In the records below, take every line from the one containing "Task: annotate each instance of the red telephone" through the one containing "x=182 y=536", inclusive, and lay them out as a JSON list of strings, one string per line, with blank lines omitted.

*** Record extracts ***

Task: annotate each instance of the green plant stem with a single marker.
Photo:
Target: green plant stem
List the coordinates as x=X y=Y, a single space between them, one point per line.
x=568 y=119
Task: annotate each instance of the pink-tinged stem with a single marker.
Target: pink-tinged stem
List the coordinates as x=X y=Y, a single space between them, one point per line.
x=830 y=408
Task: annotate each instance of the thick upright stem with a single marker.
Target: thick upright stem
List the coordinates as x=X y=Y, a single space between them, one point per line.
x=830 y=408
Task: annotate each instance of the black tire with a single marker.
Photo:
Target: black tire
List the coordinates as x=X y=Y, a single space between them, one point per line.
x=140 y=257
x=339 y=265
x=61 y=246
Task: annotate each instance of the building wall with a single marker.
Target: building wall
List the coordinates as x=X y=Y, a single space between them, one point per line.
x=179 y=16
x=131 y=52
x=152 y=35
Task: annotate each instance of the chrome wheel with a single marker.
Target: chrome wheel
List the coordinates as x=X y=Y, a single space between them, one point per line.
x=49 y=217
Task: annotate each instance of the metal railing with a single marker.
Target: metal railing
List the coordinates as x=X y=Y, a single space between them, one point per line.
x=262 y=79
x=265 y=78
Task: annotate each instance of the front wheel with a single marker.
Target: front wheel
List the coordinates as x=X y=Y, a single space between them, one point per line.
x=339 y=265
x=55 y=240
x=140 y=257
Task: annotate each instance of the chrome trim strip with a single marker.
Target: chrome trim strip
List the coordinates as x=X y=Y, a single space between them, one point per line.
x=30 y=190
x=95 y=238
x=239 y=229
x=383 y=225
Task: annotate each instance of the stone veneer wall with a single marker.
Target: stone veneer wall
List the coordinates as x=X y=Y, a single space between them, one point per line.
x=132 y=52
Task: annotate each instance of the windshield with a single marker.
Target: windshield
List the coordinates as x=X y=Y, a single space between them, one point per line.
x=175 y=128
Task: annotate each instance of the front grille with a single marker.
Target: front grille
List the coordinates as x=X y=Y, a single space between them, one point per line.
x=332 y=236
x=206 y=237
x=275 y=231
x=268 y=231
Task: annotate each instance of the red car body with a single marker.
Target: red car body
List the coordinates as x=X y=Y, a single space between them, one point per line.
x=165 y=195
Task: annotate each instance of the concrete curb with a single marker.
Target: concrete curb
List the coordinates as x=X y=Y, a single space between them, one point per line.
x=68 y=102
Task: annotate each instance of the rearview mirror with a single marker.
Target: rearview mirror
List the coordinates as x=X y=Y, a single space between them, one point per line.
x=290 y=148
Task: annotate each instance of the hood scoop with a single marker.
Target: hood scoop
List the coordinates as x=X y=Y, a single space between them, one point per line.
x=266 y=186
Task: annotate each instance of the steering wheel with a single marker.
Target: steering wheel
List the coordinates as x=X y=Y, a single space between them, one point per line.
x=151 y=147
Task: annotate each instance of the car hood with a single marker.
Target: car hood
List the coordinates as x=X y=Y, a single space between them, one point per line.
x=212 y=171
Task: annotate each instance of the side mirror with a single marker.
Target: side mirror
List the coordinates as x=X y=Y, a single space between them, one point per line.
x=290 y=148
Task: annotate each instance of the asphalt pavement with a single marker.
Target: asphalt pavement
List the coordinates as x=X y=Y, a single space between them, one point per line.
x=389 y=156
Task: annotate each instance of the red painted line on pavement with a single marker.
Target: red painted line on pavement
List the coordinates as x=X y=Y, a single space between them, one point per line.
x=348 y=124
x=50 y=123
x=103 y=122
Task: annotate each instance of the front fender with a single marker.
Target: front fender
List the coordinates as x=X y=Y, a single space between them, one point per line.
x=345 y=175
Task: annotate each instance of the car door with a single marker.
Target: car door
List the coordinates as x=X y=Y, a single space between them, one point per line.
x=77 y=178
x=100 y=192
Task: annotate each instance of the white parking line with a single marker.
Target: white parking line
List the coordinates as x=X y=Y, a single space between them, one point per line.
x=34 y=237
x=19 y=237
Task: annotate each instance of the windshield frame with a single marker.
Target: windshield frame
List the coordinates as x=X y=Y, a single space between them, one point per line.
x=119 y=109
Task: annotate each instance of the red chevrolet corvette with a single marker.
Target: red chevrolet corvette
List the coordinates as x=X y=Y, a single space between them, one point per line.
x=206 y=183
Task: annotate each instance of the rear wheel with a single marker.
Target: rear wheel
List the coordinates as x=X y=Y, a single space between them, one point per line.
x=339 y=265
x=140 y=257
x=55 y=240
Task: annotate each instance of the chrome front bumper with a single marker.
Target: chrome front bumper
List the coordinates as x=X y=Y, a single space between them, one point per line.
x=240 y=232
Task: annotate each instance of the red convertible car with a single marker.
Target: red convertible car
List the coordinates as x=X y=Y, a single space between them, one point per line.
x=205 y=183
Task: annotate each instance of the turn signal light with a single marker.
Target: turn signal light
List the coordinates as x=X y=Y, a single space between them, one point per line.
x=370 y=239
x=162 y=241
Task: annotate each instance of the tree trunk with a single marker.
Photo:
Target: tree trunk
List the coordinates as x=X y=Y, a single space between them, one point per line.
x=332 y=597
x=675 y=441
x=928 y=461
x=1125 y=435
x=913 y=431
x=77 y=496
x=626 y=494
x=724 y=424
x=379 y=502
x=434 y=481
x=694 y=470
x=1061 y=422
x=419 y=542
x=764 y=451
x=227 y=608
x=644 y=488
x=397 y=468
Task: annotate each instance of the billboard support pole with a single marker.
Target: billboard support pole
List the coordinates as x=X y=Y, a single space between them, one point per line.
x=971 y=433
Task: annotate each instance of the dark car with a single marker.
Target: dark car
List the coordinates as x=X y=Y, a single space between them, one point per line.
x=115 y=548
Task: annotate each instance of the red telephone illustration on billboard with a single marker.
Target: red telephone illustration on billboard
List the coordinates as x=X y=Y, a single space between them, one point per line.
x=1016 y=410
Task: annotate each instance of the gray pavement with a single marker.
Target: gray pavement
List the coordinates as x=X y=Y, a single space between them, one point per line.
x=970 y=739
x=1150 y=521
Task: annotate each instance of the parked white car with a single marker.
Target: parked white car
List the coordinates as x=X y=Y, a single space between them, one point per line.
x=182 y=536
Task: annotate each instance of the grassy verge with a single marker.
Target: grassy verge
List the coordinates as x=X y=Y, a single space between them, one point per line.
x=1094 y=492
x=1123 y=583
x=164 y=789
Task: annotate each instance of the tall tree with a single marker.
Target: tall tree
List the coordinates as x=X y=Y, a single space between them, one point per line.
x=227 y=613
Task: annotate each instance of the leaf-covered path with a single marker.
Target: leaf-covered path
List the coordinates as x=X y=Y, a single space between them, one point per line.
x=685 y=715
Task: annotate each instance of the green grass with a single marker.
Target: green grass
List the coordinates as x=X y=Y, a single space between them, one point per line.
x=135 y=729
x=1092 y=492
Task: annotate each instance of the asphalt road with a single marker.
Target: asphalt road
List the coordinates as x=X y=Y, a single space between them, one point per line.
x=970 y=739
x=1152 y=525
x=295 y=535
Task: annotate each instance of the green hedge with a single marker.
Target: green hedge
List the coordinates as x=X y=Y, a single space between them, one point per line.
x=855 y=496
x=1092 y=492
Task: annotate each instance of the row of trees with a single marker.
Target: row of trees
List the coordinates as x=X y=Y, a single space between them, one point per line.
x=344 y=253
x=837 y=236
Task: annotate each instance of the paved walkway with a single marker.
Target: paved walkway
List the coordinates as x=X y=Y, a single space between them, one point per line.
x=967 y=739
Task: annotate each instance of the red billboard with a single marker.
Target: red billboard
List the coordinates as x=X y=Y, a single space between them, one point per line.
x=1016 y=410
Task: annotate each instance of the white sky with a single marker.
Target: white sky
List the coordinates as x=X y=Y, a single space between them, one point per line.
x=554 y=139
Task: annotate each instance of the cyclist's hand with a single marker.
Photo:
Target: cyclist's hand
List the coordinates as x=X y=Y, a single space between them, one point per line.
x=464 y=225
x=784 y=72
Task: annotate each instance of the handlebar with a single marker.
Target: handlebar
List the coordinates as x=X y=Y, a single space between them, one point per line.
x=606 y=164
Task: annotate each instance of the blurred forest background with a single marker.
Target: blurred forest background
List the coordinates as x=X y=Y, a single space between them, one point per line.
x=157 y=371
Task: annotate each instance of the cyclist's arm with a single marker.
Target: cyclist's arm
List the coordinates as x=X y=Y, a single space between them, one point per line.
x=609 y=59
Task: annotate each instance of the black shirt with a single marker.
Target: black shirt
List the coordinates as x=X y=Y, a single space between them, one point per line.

***

* _Problem solution_:
[
  "Task: annotate each instance of the red telephone illustration on billboard with a single marker.",
  "Target: red telephone illustration on billboard",
  "List the coordinates as x=X y=Y, a single space between them, one point per line.",
  "x=1016 y=410",
  "Task: annotate each instance of the gray pavement with a single marker.",
  "Target: gray pavement",
  "List the coordinates as x=X y=Y, a single space between them, one point per line.",
  "x=970 y=739",
  "x=1150 y=521",
  "Task: annotate each instance of the parked white car with a single marker.",
  "Target: parked white car",
  "List the coordinates as x=X y=Y, a single space between them, one point per line.",
  "x=182 y=536"
]